Task to carry out – Scan the listing for the word "candle", and copy out each line where it is found.

[Opening Material shown section]

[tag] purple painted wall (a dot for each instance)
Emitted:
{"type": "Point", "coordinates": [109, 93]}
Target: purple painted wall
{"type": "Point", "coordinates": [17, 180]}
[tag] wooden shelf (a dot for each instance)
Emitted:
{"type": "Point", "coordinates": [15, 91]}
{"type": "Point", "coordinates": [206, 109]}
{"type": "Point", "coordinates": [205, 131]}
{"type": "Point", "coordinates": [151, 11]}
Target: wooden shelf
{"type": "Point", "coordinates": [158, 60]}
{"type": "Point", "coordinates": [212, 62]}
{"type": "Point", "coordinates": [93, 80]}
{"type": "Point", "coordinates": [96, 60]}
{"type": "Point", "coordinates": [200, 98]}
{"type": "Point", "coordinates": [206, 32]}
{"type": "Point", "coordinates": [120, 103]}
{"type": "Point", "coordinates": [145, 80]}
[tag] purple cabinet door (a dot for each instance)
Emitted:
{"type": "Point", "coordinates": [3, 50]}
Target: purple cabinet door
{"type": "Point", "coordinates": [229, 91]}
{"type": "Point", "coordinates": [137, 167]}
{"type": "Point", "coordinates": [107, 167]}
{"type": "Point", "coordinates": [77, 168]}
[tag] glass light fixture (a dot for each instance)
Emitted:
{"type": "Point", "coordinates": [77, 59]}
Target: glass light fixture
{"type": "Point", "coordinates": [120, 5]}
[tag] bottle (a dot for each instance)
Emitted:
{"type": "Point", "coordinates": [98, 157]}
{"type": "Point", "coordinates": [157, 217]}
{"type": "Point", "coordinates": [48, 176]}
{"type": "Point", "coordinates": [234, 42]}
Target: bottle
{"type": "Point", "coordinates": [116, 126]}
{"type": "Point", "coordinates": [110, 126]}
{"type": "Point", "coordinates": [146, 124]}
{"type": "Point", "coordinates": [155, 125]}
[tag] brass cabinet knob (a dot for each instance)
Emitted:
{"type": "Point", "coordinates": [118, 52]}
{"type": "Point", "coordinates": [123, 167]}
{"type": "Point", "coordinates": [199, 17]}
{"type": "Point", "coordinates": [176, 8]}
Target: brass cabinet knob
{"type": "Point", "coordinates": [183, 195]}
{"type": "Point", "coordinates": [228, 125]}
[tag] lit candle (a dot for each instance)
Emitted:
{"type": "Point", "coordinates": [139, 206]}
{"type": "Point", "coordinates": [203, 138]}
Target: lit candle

[Closing Material shown section]

Result –
[tag] lit candle (a dot for each instance)
Target: lit candle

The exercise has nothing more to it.